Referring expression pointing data
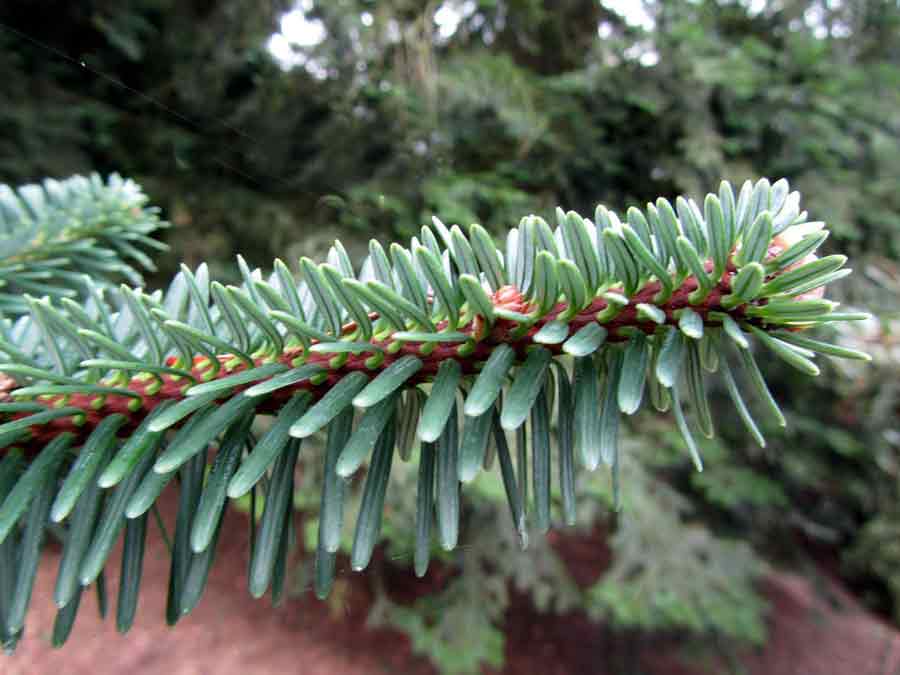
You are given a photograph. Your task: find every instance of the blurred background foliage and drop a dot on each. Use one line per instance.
(270, 127)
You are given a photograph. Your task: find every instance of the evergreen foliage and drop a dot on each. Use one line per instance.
(580, 325)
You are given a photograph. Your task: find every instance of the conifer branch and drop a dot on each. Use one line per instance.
(605, 316)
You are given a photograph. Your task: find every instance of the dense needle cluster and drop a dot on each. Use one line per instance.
(529, 355)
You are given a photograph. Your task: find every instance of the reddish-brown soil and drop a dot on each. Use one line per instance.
(811, 633)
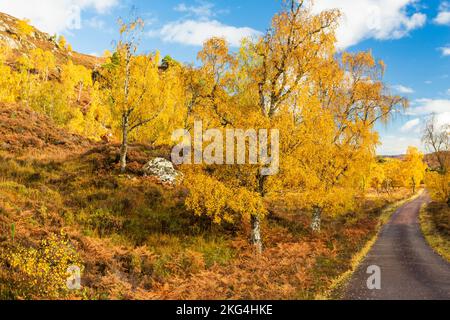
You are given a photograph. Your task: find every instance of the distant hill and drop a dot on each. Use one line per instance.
(9, 36)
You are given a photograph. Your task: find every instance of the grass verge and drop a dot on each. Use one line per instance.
(336, 290)
(429, 215)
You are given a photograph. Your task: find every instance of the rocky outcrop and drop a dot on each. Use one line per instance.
(163, 170)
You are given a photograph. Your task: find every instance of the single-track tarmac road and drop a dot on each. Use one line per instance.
(408, 268)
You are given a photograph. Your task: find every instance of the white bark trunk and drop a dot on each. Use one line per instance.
(124, 147)
(256, 234)
(316, 219)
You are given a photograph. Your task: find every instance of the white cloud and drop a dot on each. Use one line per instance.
(378, 19)
(403, 89)
(429, 106)
(445, 51)
(397, 145)
(426, 107)
(202, 10)
(410, 125)
(54, 16)
(193, 32)
(443, 16)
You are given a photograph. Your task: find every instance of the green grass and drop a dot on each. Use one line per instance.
(437, 238)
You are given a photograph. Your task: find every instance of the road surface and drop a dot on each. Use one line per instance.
(409, 269)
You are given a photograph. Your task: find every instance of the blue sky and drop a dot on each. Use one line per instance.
(411, 36)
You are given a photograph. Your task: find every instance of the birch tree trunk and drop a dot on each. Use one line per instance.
(124, 147)
(256, 234)
(316, 219)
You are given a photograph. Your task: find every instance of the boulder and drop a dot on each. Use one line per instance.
(163, 170)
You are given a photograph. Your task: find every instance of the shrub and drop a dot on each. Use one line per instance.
(38, 273)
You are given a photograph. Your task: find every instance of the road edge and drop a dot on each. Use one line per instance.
(428, 230)
(336, 289)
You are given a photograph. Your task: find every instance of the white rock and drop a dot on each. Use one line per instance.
(163, 170)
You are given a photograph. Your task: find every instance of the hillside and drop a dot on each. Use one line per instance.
(68, 198)
(133, 236)
(10, 36)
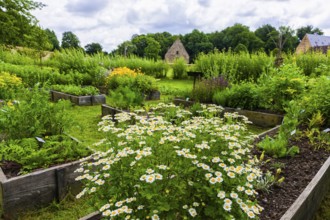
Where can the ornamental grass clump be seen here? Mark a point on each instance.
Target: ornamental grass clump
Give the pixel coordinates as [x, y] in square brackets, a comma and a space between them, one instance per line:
[169, 163]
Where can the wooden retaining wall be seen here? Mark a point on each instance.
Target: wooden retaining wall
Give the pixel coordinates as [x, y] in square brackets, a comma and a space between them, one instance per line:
[261, 119]
[78, 100]
[37, 189]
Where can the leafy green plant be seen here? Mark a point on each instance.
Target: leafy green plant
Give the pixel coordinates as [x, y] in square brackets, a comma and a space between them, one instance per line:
[244, 95]
[281, 86]
[34, 115]
[124, 97]
[179, 69]
[278, 146]
[76, 90]
[32, 154]
[167, 164]
[206, 88]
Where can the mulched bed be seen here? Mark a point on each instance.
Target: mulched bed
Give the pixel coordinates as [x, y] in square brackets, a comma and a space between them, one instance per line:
[298, 172]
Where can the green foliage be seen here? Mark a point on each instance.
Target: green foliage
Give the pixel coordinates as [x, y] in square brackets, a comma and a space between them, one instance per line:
[9, 85]
[17, 22]
[76, 90]
[93, 48]
[310, 62]
[33, 115]
[166, 165]
[179, 69]
[281, 86]
[278, 146]
[32, 154]
[235, 67]
[124, 97]
[317, 99]
[244, 95]
[206, 88]
[70, 40]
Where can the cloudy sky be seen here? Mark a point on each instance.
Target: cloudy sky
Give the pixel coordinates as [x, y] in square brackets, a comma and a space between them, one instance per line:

→ **WORK REQUEST**: Using the entries above, state how many lines contain the string "retaining"; the number is all that is needed.

→ **TASK RESULT**: 2